Lines with "house": state how many there are in the records below, and nothing else.

***** DATASET RECORDS

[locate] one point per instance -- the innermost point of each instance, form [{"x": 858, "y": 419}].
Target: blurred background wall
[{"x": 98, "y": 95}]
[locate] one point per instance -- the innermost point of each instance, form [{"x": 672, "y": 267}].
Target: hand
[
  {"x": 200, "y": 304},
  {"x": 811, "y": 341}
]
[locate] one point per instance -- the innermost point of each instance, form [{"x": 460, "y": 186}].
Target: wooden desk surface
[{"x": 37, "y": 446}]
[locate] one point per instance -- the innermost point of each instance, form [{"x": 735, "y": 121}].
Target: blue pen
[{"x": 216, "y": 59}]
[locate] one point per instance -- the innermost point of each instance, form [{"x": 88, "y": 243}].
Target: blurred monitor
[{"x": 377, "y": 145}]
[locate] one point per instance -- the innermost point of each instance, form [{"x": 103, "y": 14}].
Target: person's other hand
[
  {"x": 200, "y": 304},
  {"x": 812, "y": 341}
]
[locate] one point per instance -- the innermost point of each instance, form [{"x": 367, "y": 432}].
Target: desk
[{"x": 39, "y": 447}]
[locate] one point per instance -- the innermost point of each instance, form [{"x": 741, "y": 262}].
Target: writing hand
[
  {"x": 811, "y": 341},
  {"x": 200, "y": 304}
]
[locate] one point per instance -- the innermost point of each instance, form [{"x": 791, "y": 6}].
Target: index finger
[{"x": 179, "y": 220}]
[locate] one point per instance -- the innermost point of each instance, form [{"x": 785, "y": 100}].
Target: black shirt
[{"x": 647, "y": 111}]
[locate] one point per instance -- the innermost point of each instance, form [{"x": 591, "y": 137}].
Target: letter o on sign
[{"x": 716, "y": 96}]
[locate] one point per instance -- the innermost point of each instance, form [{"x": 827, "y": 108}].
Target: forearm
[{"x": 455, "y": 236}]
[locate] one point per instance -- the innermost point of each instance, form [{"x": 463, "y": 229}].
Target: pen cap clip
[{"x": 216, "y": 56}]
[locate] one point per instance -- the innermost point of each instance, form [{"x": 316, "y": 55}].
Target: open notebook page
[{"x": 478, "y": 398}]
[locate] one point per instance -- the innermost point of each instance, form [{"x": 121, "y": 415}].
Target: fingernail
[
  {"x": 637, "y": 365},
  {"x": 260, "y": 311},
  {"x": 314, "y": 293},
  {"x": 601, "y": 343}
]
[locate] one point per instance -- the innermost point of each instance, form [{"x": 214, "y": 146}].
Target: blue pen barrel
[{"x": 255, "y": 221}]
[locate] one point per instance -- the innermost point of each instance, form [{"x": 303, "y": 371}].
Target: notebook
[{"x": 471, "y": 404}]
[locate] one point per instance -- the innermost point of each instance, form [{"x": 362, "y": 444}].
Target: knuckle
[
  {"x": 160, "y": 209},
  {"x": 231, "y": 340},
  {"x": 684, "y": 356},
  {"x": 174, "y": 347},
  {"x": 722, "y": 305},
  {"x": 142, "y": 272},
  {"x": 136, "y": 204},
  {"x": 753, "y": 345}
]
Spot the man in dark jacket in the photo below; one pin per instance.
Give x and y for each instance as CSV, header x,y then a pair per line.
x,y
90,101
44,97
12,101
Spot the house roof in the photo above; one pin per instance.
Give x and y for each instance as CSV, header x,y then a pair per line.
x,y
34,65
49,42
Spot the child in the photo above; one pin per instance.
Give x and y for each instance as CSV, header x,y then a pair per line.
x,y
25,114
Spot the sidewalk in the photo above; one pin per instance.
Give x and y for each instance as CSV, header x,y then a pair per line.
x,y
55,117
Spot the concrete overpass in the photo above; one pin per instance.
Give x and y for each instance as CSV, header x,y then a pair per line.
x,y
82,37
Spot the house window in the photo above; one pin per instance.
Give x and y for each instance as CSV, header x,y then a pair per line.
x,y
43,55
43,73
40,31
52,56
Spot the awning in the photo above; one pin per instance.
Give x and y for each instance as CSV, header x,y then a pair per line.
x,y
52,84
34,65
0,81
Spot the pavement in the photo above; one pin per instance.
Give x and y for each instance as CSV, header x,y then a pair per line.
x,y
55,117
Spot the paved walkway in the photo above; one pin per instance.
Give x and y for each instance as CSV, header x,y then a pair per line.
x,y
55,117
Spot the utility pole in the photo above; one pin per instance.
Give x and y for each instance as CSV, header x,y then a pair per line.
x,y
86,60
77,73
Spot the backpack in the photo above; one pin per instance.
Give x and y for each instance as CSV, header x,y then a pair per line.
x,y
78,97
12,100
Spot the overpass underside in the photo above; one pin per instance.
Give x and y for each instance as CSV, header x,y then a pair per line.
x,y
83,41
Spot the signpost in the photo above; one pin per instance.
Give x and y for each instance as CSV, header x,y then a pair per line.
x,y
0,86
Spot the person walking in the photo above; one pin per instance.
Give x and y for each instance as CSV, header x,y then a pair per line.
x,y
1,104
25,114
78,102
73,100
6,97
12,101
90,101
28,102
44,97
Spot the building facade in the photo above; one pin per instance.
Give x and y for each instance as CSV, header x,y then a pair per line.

**********

• _OUTPUT FOR THIS EXERCISE_: 2